* _EXCERPTED PASSAGE_:
* * * * * * * * *
Outcry of ‘Indoctrination’ as School District Dips Toe into Equity Work

 
 

A group calling itself Warwick Parents for Common Sense took out an inflammatory ad in The Warwick Advertiser in March after the Warwick Valley School District announced it would adopt a “culturally responsive“ curriculum that supports inclusivity. The full page ad assailed the “Woke mob.”

On a tip, a phone call made to the supposed sponsor of the ad, Maurice Luftig, revealed the author’s real identity was Warwick resident Jason Wendell.

The ad has re-exposed the anger and division in the predominantly white town of Warwick.

The Culturally Responsive-Sustaining Education Framework the school was developed by New York State in 2018 as part of a nationwide zeitgeist that essentially seeks to turn diversity into an asset and teaching tool rather than seeing it as an obstacle.

As first steps, the Warwick Valley School District plans to survey families about school climate and form a committee, as early as June, including parents, administrators, board members and teachers and “representatives of all voices in the school community,” said Schools Superintendent Dr. David Leach.
* * * * * * * * *
* _SUPPLIED INFORMATION_:
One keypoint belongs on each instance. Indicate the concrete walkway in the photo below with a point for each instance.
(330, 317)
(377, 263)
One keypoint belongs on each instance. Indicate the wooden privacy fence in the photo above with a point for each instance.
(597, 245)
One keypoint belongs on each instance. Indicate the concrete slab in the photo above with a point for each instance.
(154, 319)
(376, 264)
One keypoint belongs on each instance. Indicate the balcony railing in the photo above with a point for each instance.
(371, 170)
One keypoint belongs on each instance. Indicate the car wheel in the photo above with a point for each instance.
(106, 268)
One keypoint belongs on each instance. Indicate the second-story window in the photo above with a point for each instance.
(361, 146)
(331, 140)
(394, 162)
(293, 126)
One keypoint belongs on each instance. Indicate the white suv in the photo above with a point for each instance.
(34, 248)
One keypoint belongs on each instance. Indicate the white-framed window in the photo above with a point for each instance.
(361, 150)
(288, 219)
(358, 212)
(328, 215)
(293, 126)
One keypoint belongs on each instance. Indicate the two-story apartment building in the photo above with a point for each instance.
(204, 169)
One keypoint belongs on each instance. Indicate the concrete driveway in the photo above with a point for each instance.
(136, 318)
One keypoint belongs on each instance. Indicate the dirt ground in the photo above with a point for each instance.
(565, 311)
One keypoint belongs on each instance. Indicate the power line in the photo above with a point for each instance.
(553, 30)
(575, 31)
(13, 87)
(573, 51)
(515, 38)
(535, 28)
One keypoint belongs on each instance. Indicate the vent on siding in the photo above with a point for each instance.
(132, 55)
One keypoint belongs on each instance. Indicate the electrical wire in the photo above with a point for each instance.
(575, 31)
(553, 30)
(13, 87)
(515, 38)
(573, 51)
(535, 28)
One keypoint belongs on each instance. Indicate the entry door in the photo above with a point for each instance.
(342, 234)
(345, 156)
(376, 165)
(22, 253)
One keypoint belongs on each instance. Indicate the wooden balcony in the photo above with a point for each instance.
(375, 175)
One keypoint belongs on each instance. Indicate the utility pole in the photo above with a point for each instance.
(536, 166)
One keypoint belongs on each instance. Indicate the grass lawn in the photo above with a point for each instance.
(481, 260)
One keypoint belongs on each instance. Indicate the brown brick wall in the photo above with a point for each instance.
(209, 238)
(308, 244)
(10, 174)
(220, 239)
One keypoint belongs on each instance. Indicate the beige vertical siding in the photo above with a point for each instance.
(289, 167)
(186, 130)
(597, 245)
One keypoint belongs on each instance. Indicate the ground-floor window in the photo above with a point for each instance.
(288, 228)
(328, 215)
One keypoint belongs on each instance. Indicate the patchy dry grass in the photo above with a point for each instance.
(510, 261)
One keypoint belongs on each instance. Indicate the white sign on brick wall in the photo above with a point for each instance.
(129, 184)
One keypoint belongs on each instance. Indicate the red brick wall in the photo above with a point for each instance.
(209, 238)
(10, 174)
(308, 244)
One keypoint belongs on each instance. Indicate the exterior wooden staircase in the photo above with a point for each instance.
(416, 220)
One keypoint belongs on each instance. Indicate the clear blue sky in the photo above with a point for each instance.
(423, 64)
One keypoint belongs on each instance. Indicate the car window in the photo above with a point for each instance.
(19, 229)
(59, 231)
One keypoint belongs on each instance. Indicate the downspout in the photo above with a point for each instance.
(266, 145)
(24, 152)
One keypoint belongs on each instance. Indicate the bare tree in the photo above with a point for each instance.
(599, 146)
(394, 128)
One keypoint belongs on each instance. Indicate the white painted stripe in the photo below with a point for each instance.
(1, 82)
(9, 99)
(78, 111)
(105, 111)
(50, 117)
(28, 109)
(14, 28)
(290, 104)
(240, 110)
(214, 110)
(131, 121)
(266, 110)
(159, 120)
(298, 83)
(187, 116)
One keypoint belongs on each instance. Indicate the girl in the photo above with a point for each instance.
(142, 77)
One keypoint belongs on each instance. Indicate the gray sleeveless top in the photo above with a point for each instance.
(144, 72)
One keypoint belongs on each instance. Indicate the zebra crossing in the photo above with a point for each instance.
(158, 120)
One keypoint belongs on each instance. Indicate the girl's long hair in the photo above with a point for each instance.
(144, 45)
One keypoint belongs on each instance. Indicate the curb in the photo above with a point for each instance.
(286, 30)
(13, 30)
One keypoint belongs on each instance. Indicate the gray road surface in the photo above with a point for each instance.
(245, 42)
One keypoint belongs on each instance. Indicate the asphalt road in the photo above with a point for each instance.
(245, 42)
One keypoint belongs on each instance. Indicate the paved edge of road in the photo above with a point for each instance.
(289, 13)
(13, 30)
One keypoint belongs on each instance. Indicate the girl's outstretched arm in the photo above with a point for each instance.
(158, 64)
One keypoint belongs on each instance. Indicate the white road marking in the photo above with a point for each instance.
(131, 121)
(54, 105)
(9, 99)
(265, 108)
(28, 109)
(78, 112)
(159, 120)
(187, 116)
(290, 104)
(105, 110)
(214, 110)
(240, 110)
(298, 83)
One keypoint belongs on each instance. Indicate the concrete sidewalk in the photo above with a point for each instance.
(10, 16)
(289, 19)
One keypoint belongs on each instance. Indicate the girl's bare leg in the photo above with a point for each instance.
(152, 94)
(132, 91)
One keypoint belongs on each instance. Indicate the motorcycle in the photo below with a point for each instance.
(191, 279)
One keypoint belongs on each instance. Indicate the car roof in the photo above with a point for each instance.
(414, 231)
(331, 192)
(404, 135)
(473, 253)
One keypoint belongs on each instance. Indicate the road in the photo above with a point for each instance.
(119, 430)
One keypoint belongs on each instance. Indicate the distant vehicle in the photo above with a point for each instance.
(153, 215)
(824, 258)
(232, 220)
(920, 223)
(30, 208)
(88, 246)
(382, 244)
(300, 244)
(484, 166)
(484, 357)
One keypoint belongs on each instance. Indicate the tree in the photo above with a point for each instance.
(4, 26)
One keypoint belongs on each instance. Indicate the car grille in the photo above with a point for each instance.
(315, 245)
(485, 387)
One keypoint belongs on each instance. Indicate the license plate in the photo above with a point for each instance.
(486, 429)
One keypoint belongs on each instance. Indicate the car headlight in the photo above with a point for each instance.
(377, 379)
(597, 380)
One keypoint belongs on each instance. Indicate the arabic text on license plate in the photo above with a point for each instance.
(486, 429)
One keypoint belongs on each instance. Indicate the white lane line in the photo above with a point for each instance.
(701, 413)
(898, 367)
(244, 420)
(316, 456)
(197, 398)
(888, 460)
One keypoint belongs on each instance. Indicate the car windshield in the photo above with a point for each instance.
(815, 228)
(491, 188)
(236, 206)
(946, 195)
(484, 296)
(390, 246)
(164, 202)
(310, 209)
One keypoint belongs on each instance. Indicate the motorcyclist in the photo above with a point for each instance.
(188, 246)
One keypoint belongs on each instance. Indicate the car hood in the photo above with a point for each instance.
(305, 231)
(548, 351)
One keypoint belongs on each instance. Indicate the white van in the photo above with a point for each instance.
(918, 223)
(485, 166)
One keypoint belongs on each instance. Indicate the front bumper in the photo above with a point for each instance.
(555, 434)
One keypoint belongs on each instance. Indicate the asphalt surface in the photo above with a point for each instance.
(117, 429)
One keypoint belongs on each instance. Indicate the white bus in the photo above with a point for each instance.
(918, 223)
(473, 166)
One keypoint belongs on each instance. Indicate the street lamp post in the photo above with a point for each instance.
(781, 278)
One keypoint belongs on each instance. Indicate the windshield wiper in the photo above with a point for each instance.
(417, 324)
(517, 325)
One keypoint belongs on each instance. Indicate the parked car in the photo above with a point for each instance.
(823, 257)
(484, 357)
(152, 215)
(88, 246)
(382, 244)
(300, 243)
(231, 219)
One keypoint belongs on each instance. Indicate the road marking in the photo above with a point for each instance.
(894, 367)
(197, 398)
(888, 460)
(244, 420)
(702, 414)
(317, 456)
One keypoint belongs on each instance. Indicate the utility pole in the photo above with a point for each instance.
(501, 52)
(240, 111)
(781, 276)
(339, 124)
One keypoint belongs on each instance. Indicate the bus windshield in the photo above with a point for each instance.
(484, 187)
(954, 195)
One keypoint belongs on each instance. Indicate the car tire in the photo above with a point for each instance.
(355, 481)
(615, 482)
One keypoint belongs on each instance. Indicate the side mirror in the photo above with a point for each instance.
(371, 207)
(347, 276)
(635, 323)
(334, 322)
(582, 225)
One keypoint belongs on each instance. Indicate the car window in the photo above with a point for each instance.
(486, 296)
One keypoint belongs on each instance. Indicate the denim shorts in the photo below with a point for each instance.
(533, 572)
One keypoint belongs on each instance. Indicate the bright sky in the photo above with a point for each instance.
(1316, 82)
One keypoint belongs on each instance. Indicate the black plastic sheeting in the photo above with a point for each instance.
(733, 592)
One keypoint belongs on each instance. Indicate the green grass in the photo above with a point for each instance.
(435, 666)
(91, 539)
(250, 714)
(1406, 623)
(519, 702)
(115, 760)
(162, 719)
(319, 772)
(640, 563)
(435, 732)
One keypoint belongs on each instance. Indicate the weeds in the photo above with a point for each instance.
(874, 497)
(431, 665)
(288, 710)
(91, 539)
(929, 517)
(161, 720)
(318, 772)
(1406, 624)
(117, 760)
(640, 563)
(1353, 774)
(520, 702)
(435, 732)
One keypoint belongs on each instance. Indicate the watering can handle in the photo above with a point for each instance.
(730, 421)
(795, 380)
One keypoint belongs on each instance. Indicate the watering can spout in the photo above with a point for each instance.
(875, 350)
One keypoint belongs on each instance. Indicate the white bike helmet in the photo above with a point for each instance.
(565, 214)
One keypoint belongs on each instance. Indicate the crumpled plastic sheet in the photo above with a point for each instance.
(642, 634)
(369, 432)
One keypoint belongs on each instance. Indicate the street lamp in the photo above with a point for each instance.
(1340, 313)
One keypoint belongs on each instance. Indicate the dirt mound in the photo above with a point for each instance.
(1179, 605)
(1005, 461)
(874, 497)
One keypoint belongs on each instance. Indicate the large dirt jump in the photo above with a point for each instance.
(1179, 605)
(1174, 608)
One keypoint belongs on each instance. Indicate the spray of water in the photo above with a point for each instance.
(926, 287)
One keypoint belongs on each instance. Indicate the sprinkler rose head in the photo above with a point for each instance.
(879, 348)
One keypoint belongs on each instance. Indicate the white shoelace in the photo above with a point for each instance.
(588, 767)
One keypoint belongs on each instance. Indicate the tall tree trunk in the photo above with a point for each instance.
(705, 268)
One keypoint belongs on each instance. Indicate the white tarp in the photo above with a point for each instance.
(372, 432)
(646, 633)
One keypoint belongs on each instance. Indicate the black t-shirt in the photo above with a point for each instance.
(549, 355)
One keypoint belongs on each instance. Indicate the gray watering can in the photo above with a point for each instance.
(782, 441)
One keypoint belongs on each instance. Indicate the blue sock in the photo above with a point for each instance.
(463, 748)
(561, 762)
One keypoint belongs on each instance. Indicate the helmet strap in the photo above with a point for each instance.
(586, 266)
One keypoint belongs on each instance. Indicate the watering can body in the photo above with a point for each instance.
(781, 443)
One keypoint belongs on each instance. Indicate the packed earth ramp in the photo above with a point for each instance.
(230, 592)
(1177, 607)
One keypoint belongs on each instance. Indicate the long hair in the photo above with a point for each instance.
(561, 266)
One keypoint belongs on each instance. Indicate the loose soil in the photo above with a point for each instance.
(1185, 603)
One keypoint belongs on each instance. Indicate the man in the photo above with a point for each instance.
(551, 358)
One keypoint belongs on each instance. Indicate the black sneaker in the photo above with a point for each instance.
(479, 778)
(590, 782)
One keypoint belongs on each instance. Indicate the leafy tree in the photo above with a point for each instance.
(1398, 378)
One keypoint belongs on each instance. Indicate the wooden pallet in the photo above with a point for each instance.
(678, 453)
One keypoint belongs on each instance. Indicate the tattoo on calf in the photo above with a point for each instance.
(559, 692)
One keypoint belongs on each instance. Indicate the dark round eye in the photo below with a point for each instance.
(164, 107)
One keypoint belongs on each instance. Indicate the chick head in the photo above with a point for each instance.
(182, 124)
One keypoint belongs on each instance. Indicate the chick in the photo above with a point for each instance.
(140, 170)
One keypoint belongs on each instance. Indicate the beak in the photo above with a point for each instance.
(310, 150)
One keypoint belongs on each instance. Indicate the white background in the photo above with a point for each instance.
* * * * * * * * *
* _THE TASK_: According to the article about the Warwick school equity dispute, who was revealed as the real author of the newspaper ad? The entries are separate material and have no connection to the article.

* _RIGHT ANSWER_: Warwick resident Jason Wendell.